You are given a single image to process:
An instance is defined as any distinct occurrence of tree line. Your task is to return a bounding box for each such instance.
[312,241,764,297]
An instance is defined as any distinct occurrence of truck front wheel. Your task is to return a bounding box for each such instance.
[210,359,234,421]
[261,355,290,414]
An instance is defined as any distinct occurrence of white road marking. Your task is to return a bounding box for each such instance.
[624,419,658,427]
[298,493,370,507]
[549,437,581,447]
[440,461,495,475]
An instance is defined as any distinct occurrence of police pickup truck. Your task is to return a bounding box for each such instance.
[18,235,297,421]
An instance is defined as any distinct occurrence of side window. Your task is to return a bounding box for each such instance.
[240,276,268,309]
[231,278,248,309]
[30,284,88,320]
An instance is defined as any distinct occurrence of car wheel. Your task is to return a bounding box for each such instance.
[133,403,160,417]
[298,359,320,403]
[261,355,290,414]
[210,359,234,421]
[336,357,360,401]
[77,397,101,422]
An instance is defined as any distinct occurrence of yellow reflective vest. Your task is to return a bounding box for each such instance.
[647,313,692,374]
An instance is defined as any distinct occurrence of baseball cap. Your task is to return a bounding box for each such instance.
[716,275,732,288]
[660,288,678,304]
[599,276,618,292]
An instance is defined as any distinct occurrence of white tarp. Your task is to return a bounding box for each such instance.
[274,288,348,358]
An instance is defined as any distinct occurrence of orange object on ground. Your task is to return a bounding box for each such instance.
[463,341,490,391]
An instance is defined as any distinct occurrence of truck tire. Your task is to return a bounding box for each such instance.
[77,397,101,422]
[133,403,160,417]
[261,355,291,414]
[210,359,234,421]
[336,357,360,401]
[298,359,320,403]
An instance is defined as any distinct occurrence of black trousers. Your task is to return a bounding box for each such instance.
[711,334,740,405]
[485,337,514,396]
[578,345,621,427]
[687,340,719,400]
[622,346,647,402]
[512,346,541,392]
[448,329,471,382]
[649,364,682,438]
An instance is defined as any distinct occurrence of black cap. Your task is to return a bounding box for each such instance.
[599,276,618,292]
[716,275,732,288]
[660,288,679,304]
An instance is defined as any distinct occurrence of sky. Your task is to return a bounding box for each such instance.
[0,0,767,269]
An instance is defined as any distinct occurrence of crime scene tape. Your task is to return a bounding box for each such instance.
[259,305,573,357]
━━━━
To do: Rewrite all of the data above with every "distinct occurrence" changed to "separate occurrence" and every other character left as it is.

Output for this exercise:
You are given a single image to process:
An instance is defined as any separate occurrence of tree line. Your task is to return a bounding box for each such instance.
[312,241,764,297]
An instance is defined as any separate occurrence of truck front wheel. Your task is to return a bounding box for each such instance.
[210,359,234,421]
[261,355,290,414]
An instance is defined as any separate occurrence of white road marking. Your task is to return a bounding box for each such instance.
[624,419,658,427]
[298,493,370,507]
[549,437,581,447]
[440,461,495,475]
An instance is defined as any separate occurrence of police pickup truck. Your task is to return a bounding box for each such instance.
[18,235,297,421]
An instance is defined as any separate occurrence of side window. Your task is to return a bounding box for each such instance.
[240,276,268,309]
[231,278,248,309]
[30,284,88,320]
An instance is defined as any separate occurrence of car wheel. Your task is to return a bounding box for each such instance.
[133,403,160,417]
[298,359,320,403]
[261,355,290,414]
[210,359,234,421]
[336,357,360,401]
[77,397,101,422]
An instance is defined as any separate occurrence of yellow reflective vest. Your task is to return a bounding box for each such instance.
[647,313,692,374]
An instance is defined as any separate occurrence of baseball cap. Your task is to return a bounding box for each such instance.
[716,275,732,288]
[660,288,678,304]
[599,276,618,292]
An instance is defined as any separate occurrence of white tarp. Your task is to return a bounding box for each such instance.
[274,288,348,358]
An instance is defined as any separate occurrence of orange object on ground. Your task is to return a bounding box for each such instance.
[463,341,490,391]
An instance is defined as any separate occurrence of truck tire. Your task is to return a bounding box for each such instance.
[77,397,101,422]
[133,403,160,417]
[261,355,291,414]
[210,359,234,421]
[336,357,360,401]
[298,359,320,403]
An instance is defined as any separate occurrence of black trousers. Your task is to return a bounding box for each such instance.
[711,334,740,405]
[485,337,514,396]
[578,345,621,427]
[687,340,719,400]
[622,346,647,402]
[512,346,541,392]
[448,329,471,382]
[649,364,682,438]
An instance is defined as any separate occurrence of black cap. Your task is to return a bounding box for each such instance.
[599,276,618,292]
[716,275,732,288]
[660,288,679,304]
An instance is defined as any separate occurrence of sky. Your task is to return a bounding box for each such instance.
[0,0,767,269]
An instance is defined as any separate occurrence of crime scene tape. Your task is to return a bounding box for each such instance.
[259,305,573,357]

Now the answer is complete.